- **Set task**:
Write what comes next in the blog post below about the second day of a trip to Kamakura, picking up right after its final sentence.

- **Passage shown**:
★ ★ ★ ★ ★
Monday, August 15, 2011

Kamakura Trip! (Day 2)

Day two!  First stop was Hokokuji Temple, famous for its bamboo garden.  Pictures, go!

I love how, in Japan, you can go from metropolis to forest in almost no time

Not sure why it's wearing a tuque...

Bamboo garden!

More garden

A cool dragonfly that we saw

Next stop was Tsurugaoka Hachimangu, one of the most famous temples in Japan, certainly the most famous in Kamakura.  Pictures!

Torii gate at the entrance

Cool bridge bro

Unfortunately the lotus plants weren't really in bloom.  The story goes that the lotus plants on either side of the bridge represented the two families that built up Kamakura: one side would bloom white, the other red, the families colours.  However, today, the plants have mingled, so red, white and pink show up on both sides.


This is a pineapple stand - yup, you can go buy a piece of pineapple on a stick

On our way to the temple!

Weddings are often held in this pavillion - it was too hot that day, though,
so we didn't get to see one =(

Who's this guy?

The guards got upset at me for taking this picture...

Next stop was Komachi-dori street, which is famous for Kamakura lacquerware.  Here are a few other gems that I found:

Gotta love the random French!

Ghibli store!

Next, we went to Hasadera Temple.  The garden here was so beautiful, I had to take pictures.

He looks so happy!

Before I get questions, no, that's not a swastika; yes, Hitler ripped off the Buddhists

These small statues, called 地蔵 (じぞう, jizou) are laid in memory of
miscarried and aborted children, or children who die very young

Now, I found out that my camera can take panorama shots and actually stitches them together for me - here are a couple that I took of views from the temple.  Unfortunately, they won't look amazing in the blog, so I suggest clicking on them to get a better view.

The day's final stop was the 大仏 (だいぶつ, daibutsu), or Great Buddha.  It was actually built in 1252, and was put together with over 30 different moulds.  A pretty impressive feat, I would say...

Gate leading up to the 大仏

People posing for pictures

It's actually really big.

This statue has survived countless earthquakes, typhoons, tsunamis...  The priests at the temple tried time and time again to build a roof over the statue, but it would always get destroyed.  The statue, however, has remained largely unharmed...
★ ★ ★ ★ ★
- **Data listing**:
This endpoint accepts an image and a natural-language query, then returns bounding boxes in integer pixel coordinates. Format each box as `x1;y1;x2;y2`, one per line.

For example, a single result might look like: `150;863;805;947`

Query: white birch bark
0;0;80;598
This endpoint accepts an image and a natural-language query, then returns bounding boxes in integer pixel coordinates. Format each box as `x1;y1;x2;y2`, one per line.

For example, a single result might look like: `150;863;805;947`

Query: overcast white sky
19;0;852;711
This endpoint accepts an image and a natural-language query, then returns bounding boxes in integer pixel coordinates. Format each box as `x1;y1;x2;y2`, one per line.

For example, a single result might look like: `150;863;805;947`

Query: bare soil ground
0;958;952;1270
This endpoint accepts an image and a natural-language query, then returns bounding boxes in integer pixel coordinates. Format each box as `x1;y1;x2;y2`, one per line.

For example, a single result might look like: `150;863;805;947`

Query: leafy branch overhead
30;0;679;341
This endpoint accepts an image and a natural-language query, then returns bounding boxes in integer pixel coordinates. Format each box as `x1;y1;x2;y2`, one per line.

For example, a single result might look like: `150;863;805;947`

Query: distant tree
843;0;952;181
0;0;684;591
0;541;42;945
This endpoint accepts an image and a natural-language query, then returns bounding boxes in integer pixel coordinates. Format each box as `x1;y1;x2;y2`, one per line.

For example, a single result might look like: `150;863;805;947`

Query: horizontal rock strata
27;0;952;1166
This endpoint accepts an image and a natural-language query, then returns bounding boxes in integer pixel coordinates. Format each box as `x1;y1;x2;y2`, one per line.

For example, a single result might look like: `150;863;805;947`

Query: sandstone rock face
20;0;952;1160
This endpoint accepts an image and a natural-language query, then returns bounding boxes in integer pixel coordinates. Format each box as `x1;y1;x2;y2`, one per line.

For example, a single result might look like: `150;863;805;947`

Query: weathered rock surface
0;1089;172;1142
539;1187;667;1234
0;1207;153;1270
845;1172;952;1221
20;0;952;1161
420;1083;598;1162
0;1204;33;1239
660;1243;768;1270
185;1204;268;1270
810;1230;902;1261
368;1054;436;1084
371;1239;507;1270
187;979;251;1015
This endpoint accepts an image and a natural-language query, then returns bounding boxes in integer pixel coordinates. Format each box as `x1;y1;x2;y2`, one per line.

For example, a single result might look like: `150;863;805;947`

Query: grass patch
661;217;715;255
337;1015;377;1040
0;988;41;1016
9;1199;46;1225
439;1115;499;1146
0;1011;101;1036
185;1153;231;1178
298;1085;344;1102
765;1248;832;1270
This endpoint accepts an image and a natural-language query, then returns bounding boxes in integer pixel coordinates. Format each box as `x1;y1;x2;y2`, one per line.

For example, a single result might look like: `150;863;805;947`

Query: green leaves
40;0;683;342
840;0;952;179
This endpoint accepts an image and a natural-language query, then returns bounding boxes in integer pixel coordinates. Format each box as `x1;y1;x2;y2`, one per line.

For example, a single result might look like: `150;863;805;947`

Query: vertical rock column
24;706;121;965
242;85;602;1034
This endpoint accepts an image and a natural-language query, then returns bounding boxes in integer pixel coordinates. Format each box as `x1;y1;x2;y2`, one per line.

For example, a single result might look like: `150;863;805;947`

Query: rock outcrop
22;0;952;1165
★ ★ ★ ★ ★
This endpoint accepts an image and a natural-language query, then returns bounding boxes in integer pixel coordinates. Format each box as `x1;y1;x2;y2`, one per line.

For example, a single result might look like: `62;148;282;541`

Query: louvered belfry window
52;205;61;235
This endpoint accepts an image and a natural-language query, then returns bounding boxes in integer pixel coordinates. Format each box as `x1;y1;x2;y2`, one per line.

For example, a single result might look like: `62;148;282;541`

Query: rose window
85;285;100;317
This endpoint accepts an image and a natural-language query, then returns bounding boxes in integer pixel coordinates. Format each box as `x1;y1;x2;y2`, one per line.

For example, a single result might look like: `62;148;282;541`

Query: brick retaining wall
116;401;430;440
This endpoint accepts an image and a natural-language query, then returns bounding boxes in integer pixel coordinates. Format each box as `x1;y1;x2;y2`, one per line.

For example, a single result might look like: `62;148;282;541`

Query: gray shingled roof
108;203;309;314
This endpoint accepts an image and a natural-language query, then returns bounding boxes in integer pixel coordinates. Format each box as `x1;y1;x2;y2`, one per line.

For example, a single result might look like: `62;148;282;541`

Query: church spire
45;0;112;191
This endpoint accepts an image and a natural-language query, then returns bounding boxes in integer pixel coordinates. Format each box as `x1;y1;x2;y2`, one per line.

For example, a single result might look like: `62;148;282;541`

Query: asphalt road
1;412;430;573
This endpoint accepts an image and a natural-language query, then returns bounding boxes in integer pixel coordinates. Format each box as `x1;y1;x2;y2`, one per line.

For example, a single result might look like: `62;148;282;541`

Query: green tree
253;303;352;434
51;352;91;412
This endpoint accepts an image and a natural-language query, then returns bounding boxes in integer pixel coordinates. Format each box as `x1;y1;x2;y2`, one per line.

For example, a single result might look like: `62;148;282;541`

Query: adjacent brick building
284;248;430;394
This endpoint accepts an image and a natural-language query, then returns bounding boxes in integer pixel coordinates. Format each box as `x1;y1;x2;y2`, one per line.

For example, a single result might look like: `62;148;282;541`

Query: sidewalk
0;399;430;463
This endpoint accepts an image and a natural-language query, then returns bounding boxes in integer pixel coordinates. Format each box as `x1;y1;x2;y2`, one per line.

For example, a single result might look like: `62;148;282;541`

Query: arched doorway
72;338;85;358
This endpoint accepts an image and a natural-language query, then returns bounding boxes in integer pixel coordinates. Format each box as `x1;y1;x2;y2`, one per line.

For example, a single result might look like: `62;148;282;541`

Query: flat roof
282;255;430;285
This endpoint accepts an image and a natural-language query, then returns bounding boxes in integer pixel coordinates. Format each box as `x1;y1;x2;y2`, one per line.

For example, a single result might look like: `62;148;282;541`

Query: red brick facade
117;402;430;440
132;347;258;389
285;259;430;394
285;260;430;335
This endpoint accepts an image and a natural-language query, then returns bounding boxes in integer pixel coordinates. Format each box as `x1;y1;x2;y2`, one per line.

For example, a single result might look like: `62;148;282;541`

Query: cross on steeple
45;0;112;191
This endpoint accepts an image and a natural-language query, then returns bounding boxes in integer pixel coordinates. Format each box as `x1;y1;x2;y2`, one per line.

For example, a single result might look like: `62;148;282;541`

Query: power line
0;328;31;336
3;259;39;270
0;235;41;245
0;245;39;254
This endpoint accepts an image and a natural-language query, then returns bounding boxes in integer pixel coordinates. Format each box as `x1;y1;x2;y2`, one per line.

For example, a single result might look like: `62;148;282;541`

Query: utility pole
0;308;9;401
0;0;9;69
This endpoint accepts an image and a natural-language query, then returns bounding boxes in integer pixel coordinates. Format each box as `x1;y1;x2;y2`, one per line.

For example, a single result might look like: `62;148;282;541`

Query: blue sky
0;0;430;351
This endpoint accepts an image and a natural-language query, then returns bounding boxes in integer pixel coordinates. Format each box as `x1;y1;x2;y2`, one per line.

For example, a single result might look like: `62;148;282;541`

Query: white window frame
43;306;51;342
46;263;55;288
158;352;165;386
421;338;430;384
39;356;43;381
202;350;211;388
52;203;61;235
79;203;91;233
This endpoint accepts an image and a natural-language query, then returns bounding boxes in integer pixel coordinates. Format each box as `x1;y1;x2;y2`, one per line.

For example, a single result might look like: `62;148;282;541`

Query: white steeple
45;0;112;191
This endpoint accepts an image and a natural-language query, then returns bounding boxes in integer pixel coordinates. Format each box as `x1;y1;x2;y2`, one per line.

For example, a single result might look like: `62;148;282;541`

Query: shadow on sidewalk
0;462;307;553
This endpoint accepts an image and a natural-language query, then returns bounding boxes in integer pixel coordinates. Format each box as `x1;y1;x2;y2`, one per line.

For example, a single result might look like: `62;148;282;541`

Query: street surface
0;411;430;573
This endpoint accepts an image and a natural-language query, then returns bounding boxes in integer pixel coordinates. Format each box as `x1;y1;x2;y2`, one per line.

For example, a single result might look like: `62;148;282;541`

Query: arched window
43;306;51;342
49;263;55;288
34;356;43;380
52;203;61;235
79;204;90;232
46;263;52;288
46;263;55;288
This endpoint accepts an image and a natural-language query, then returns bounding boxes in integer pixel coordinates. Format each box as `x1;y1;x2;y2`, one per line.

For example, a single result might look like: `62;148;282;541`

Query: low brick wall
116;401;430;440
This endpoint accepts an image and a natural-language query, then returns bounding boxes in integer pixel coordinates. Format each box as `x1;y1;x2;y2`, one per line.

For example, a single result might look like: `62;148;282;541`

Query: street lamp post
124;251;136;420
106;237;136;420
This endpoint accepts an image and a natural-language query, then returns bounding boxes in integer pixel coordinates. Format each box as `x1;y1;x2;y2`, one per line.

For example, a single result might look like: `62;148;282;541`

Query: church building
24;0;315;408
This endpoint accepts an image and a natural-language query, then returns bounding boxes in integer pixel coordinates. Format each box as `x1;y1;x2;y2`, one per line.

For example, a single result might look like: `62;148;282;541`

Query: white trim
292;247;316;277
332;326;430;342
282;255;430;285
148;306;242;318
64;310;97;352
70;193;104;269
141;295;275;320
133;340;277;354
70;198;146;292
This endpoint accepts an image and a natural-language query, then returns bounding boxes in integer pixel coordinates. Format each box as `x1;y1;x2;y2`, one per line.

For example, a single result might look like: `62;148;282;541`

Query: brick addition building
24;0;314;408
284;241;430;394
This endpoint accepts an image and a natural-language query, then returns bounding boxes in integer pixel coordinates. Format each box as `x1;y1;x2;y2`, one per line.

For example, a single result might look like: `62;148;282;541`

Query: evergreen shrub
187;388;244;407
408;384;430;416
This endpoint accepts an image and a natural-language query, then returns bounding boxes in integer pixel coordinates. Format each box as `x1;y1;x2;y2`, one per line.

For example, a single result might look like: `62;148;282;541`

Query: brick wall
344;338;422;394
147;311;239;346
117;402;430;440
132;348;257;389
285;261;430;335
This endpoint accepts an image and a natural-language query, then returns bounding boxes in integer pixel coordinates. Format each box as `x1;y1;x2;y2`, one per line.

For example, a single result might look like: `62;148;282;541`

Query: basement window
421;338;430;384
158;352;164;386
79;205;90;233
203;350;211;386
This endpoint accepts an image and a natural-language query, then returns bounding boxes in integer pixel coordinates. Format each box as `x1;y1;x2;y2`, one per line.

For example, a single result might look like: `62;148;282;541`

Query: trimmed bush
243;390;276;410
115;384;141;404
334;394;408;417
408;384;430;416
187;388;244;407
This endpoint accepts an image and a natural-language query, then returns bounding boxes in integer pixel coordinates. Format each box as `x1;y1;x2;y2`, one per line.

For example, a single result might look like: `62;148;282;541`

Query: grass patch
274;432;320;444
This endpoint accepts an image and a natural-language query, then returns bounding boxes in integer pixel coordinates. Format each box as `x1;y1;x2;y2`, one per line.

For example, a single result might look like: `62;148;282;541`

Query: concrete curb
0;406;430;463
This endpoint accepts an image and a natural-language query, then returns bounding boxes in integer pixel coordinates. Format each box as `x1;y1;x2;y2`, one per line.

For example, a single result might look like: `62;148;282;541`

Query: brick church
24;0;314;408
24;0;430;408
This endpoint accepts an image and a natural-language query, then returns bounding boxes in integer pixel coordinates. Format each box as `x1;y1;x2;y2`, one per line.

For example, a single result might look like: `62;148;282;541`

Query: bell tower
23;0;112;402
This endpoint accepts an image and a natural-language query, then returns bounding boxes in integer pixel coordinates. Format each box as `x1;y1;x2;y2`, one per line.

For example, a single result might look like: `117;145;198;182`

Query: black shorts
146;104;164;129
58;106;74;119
★ ★ ★ ★ ★
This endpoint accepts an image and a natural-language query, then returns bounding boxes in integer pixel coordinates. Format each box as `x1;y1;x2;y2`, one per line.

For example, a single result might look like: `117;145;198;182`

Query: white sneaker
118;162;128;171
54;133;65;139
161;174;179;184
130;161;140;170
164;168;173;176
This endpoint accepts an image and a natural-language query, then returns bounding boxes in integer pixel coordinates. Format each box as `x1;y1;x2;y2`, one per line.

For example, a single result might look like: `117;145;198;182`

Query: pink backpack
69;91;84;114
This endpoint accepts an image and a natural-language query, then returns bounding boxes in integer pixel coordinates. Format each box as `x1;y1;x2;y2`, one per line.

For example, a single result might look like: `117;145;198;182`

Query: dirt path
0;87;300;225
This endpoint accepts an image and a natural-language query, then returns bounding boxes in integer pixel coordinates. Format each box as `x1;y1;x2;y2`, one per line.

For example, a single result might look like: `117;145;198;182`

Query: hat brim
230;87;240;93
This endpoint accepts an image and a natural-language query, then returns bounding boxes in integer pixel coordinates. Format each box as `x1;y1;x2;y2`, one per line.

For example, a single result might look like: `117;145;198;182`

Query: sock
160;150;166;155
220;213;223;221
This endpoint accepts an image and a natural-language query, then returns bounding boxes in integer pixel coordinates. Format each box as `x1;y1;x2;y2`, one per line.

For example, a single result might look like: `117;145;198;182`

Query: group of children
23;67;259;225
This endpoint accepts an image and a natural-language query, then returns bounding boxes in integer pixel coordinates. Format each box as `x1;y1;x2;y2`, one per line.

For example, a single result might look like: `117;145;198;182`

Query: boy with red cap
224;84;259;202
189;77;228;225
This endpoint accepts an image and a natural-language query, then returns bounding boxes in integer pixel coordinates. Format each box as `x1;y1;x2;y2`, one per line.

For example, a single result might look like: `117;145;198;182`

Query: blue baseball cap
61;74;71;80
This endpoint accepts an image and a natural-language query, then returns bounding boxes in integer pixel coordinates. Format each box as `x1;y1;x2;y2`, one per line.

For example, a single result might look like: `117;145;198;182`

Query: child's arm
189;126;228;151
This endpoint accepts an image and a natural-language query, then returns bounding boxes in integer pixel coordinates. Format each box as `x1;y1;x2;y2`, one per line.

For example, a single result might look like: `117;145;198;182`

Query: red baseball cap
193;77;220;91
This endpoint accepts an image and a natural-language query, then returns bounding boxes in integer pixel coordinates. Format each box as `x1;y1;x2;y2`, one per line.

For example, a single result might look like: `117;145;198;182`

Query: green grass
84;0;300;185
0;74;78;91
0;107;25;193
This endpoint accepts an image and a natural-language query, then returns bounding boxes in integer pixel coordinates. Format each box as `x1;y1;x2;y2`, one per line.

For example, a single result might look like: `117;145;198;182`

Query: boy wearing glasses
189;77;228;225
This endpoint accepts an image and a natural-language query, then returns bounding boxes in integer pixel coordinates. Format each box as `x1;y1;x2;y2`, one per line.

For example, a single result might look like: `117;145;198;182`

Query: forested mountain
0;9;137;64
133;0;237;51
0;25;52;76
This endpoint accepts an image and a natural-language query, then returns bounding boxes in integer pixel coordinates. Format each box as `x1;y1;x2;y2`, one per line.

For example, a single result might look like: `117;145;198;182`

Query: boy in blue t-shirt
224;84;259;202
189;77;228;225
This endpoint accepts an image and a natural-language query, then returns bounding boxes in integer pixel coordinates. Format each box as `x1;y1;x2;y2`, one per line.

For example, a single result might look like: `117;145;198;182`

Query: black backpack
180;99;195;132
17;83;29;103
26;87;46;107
★ ★ ★ ★ ★
- **Result of the task**:
It's customary to make sandals for statues of divinities, allowing them
to go out for a stroll, if they should so desire...
One of the "cool story bros" about the 大仏 is that the currently US president, Barack Obama, actually visited the statue as a child.  He returned there in 2009, and is quoted as saying 

"I looked up at that centuries-old symbol of peace and tranquility — the great bronze Amida Buddha. And as a child, I was more focused on the 'matcha' ice cream ..."

Since then, a myriad of shops have opened up selling Obama-cha, green-tea flavoured ice cream like he had as a child.  Here is a sample, though this one was swirled with sweet potato:

Obama-cha (green tea) and sweet potato ice cream
I had this for about 30 seconds, and you can already see it melting...
Finally, it was time to head home.  On our way back to the station, we happened upon a 100Y Shop, like the dollar stores back home.  Here are a few gems:

"A soft towel with the feeling that the touch is very sufficient"

Promenades dans Paris:
On nous demande toujours quelle race est ce chat-là.
Eh bien nous disons: on ne sait pas... on ne sait pas,
nous-mêmes, qu'est-ce que c'est comme race..."
And then!  In one of the stations, outside the bathroom...
Who the heck needs a map of the bathroom?!
Finally, it was time for the long train ride home.  A few of us were more tired than others...

Poor Tanaka-san...
That's it for the Kamakura trip!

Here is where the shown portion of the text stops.